#### EXERCISE AIM:
Pick out every line of the records below that contains the string "arch", and copy each of those lines in full.

══ EXTRACTED MATERIAL

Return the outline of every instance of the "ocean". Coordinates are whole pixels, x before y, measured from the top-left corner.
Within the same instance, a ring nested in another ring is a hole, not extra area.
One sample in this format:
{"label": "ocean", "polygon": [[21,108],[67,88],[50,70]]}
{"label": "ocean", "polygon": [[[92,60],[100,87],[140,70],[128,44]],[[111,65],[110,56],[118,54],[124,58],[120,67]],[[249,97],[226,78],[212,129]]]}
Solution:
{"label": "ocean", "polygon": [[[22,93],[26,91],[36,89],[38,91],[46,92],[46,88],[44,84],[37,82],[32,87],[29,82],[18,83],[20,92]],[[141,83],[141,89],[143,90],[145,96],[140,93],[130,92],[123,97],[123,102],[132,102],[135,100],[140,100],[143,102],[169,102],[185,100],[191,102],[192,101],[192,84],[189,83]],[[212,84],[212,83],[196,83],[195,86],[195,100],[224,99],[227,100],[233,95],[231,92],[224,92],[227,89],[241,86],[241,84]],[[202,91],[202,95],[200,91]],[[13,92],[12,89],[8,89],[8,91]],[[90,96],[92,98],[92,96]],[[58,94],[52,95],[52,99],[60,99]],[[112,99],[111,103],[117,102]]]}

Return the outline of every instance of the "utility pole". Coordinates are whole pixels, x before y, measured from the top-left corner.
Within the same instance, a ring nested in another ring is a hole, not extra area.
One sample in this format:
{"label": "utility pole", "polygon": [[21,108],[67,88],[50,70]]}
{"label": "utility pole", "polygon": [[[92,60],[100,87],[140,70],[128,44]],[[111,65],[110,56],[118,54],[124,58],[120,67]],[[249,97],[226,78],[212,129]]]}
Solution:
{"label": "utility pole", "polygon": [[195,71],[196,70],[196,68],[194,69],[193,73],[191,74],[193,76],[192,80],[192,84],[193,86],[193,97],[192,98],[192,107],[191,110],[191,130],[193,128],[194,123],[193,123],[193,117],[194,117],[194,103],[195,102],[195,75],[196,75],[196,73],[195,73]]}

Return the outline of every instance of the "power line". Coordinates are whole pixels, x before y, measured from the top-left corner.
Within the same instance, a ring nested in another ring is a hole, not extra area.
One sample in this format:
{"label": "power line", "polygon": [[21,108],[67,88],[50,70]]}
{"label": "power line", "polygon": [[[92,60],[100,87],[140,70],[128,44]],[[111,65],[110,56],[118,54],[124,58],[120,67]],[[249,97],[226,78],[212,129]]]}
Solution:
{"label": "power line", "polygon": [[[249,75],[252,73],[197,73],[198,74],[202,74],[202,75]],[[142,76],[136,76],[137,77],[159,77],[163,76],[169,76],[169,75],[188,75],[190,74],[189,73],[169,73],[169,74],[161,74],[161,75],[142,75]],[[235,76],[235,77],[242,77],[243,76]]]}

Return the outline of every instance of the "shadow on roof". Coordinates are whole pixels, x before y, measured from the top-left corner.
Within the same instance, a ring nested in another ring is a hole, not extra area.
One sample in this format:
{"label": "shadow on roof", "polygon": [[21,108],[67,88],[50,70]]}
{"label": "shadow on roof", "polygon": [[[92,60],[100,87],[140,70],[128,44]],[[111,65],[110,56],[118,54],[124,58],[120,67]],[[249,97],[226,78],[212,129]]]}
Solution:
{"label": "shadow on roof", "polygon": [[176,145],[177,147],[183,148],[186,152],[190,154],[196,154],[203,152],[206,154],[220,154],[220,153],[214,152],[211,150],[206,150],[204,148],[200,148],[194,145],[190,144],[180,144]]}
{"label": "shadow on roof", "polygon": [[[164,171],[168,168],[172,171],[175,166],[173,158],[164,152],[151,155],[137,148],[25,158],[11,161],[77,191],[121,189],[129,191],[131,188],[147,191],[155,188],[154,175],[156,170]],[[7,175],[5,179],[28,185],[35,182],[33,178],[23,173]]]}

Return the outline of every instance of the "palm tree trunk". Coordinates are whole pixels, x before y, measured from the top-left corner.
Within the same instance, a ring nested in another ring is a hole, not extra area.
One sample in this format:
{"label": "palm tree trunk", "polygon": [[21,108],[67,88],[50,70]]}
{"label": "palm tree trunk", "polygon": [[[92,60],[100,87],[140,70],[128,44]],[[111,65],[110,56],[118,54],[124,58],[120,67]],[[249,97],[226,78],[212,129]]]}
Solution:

════
══ EXTRACTED MATERIAL

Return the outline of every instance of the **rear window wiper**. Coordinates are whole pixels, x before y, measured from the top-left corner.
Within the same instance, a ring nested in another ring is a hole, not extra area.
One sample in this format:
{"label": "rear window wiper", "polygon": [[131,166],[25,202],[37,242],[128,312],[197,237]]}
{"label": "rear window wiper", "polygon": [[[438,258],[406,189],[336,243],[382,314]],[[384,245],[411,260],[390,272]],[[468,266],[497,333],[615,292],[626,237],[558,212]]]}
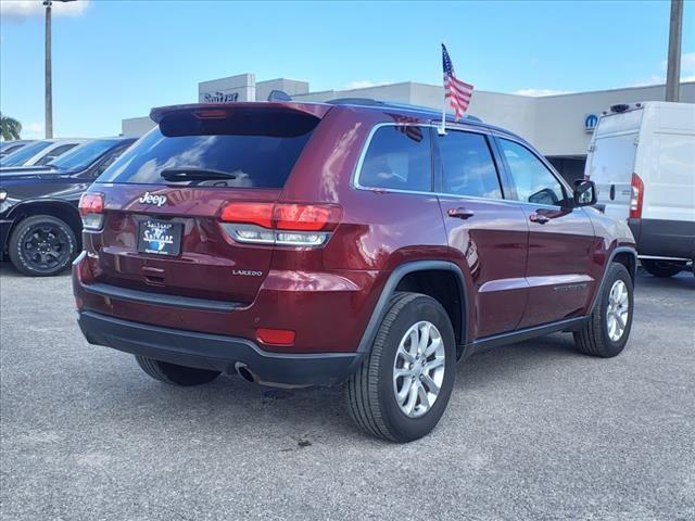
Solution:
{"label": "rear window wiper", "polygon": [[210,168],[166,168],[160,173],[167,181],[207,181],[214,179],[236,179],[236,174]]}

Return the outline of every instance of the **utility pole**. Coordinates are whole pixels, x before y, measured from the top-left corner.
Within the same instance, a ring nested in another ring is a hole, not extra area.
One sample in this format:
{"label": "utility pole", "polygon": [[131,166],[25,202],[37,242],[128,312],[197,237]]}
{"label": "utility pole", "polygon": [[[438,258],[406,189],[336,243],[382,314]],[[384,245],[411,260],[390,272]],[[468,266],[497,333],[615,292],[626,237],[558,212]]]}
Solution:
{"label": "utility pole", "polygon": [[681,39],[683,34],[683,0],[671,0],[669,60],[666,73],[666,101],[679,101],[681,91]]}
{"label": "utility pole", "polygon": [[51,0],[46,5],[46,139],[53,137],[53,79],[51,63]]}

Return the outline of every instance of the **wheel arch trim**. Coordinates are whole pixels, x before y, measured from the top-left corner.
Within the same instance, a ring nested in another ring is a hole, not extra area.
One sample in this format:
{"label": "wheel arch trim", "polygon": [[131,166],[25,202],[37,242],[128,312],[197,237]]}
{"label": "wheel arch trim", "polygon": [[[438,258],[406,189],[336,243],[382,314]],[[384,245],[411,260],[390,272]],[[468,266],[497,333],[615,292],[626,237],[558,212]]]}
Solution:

════

#### RESPONSE BELOW:
Return the outline of every instance of the **wheel arch trim**. Coordinates are whole pixels, x before y, measured from the top-left corner.
{"label": "wheel arch trim", "polygon": [[131,166],[25,202],[37,242],[128,312],[197,237]]}
{"label": "wheel arch trim", "polygon": [[[438,258],[406,189],[336,243],[382,314]],[[384,245],[411,260],[390,272]],[[468,266],[497,333],[615,292],[626,237],[558,212]]]}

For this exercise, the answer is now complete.